▶ **Given request**
Reproduce the following data verbatim, every line in its original order and without any alteration.

▶ **Material provided**
[START]

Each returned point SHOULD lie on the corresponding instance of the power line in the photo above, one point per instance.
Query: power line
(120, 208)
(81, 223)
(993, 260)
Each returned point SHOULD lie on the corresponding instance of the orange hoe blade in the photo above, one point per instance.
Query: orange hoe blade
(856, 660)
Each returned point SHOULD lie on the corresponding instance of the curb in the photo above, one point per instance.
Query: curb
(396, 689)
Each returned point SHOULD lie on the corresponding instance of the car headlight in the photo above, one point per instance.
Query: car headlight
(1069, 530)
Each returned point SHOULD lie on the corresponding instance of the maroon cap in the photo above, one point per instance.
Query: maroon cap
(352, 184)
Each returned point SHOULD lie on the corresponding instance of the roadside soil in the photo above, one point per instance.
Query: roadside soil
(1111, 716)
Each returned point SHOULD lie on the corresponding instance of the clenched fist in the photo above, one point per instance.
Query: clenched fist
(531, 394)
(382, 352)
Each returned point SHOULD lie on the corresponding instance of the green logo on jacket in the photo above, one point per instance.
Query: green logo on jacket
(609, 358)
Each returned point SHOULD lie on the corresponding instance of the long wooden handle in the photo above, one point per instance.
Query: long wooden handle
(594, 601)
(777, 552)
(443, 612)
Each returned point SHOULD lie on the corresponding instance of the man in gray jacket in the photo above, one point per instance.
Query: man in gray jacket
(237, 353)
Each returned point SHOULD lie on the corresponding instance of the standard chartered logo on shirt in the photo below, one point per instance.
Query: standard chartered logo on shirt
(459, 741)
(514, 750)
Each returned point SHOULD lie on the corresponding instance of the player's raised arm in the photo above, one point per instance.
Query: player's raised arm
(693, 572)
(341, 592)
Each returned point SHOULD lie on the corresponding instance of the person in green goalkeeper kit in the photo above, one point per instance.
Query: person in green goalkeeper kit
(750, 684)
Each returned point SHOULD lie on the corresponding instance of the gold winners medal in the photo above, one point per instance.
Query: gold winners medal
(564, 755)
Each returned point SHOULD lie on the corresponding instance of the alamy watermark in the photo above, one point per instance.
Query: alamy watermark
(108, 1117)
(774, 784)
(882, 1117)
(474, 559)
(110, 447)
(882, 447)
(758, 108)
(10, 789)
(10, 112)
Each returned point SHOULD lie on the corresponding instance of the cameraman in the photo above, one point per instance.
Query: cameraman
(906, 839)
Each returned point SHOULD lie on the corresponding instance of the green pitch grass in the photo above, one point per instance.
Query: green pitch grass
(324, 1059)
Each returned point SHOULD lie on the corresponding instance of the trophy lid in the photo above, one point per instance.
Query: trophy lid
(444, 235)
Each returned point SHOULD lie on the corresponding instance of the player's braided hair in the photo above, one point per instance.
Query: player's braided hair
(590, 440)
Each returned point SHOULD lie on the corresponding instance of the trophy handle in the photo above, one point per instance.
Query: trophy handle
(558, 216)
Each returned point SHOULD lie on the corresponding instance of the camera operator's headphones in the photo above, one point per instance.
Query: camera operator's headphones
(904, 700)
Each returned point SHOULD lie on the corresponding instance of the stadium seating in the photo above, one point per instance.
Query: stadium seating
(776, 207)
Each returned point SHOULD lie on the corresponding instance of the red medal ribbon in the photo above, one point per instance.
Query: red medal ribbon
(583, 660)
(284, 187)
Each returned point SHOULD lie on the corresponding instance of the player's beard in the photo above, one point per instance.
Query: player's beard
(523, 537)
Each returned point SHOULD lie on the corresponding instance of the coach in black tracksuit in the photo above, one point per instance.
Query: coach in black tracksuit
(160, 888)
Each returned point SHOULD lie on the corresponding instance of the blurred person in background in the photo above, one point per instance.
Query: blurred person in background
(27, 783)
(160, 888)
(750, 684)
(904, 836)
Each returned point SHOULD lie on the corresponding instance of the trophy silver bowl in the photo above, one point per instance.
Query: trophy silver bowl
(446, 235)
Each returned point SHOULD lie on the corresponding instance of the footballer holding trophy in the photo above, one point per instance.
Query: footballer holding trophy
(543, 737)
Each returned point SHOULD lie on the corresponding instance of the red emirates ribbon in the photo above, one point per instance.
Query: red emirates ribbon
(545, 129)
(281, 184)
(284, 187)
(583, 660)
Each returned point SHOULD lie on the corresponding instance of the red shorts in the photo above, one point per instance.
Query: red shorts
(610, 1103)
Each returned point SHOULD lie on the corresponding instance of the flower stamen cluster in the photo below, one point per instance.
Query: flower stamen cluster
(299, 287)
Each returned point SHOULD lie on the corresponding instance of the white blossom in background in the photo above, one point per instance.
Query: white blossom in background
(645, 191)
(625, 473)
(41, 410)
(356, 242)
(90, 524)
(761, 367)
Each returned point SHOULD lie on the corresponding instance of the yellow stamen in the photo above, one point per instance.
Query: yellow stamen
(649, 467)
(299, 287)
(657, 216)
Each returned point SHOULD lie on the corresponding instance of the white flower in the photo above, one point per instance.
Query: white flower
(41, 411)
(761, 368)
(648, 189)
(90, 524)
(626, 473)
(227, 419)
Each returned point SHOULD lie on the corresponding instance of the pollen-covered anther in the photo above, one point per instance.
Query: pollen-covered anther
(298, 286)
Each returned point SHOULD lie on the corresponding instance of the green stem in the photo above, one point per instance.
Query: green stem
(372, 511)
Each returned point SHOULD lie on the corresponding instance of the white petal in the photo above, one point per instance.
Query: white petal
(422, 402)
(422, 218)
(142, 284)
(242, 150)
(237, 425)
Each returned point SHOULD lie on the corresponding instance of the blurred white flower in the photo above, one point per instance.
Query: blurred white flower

[END]

▶ **Output below**
Each returned point SHOULD lie on the corresponding instance of the power line in the photo above, one point per instance.
Query: power line
(120, 208)
(81, 223)
(993, 260)
Each returned point SHOULD lie on the corresponding instance of the orange hoe blade in the photo above, one point per instance.
Query: orange hoe blade
(856, 660)
Each returned point SHOULD lie on the corresponding instance of the curb in the photo above, one point per instance.
Query: curb
(396, 689)
Each returned point SHOULD lie on the corresponding instance of the car headlight in the photo above, one point per instance.
Query: car headlight
(1069, 530)
Each returned point SHOULD lie on the corresponding instance of the maroon cap in the photo above, one point per instance.
Query: maroon cap
(352, 184)
Each returned point SHOULD lie on the corresponding instance of the roadside soil in the photo above, one point per instance.
Query: roadside soil
(1111, 716)
Each returned point SHOULD lie on the corresponding instance of the clenched fist in the photo above, one point per instance.
Query: clenched fist
(531, 394)
(382, 352)
Each returned point SHOULD lie on the corresponding instance of the green logo on jacket in the photo above, one point per instance.
Query: green logo on jacket
(609, 358)
Each returned point SHOULD lie on the corresponding instance of the long wooden handle in the photo above, one point per instance.
Query: long wooden handle
(594, 601)
(777, 552)
(443, 612)
Each returned point SHOULD lie on the corresponding instance of the man in gray jacket in the photo above, one point per instance.
Query: man in gray jacket
(237, 353)
Each returned point SHOULD lie on the corresponding instance of the standard chartered logo on shirt in the photo below, one point per instance.
Query: standard chartered logo on shirt
(459, 741)
(514, 750)
Each returned point SHOULD lie on the corresponding instance of the player's raised arm in the photo above, one point per instance.
Query: player's raised arm
(693, 572)
(341, 592)
Each returned point SHOULD lie on the corresponding instance of the person in green goalkeeper kit in the photo above, one point per instance.
Query: person in green goalkeeper kit
(750, 684)
Each returned point SHOULD lie on the corresponding instance of the gold winners medal in the photo above, one point per instance.
Query: gold winners medal
(564, 755)
Each returned point SHOULD lie on the corresponding instance of the alamy watermark in the photo above, one point per instance.
Query: alamy watermark
(108, 1117)
(774, 784)
(882, 1117)
(474, 559)
(110, 447)
(882, 447)
(758, 108)
(10, 789)
(10, 112)
Each returned point SHOULD lie on the corresponding instance of the cameraman in the photo above, one point per instance.
Query: cameraman
(906, 839)
Each returned point SHOULD lie on the corresponding instance of the green pitch grass in the photo above, one point per instance.
Query: green pitch grass
(324, 1059)
Each returned point SHOULD lie on the corresponding instance of the trophy lid in the photo above, one point per instance.
Query: trophy lid
(444, 235)
Each returned point SHOULD lie on the corresponding instance of the player's braided hair in the photo above, one point per instance.
Query: player's braided hair
(590, 440)
Each returned point SHOULD lie on the corresponding instance of the trophy handle in the photo above, one point per instance.
Query: trophy handle
(558, 216)
Each returned point SHOULD lie on the corresponding instance of the camera operator's headphones in the photo above, one point per instance.
Query: camera operator's headphones
(904, 700)
Each returned point SHOULD lie on the corresponding instance of the stadium seating in the photo above, one point per instance.
Query: stadium seating
(776, 207)
Each returned point SHOULD lie on the corresponding instance of the red medal ribbon in the photo above, one point per instance.
Query: red medal ribbon
(583, 660)
(284, 187)
Each returned point SHOULD lie on the corresponding instance of the player's beard in the photo above, one point per instance.
Query: player's beard
(523, 537)
Each returned point SHOULD lie on the corresponding instance of the coach in black tracksuit in the photo above, one point per instance.
Query: coach in black tracksuit
(160, 888)
Each returned point SHOULD lie on the corresponding instance of the blurred person in background in the photo above, one point per instance.
Query: blurred person in background
(27, 783)
(160, 888)
(750, 684)
(904, 836)
Each returned point SHOULD lie on the corresponding instance of the trophy silver bowl in the photo above, one point per instance.
Query: trophy silver bowl
(446, 235)
Each returned point SHOULD lie on the corresponding instance of the footballer holding trophy in the photo above, one point per instance.
Query: footballer holding trophy
(543, 737)
Each returned point SHOULD lie on the corresponding instance of the red emirates ribbon in the photo above, one point per instance.
Query: red emirates ribbon
(545, 129)
(281, 184)
(284, 187)
(583, 660)
Each returned point SHOULD lie on the corresponding instance of the red shorts in the photo above, one point per instance.
Query: red shorts
(610, 1103)
Each returned point SHOULD lie on the corresponding instance of the flower stamen cluster in the photo below, one point per instance.
Query: flower stamen cluster
(299, 287)
Each returned point SHOULD lie on the corresponding instance of the white blossom in background in the photo above, one point per instance.
Query: white blossom in background
(645, 191)
(625, 473)
(41, 410)
(356, 242)
(90, 524)
(761, 367)
Each returned point SHOULD lie on the corresponding instance of the yellow stamen in the photo above, one point per instance.
Query: yellow stamen
(649, 467)
(299, 287)
(657, 216)
Each returned point SHOULD lie on the corresponding instance of the white flower in the photo above, one point per instance.
Query: white flower
(41, 411)
(761, 368)
(648, 189)
(90, 524)
(626, 473)
(227, 419)
Each returned point SHOULD lie on the corresponding instance of the pollen-covered anther in the photo above, one point per instance.
Query: pollen-covered anther
(298, 286)
Each returned point SHOULD lie on the corresponding instance of the green stem in the photo above, one point per instance.
Query: green stem
(372, 511)
Each returned point SHOULD lie on the corresponding instance of the white petal in the photo above, one point per instance.
Query: white petal
(422, 402)
(422, 218)
(142, 284)
(242, 150)
(237, 425)
Each returned point SHOULD lie on the corresponding instance of the blurred white flower in the photo above, one point per instance.
Query: blurred white flower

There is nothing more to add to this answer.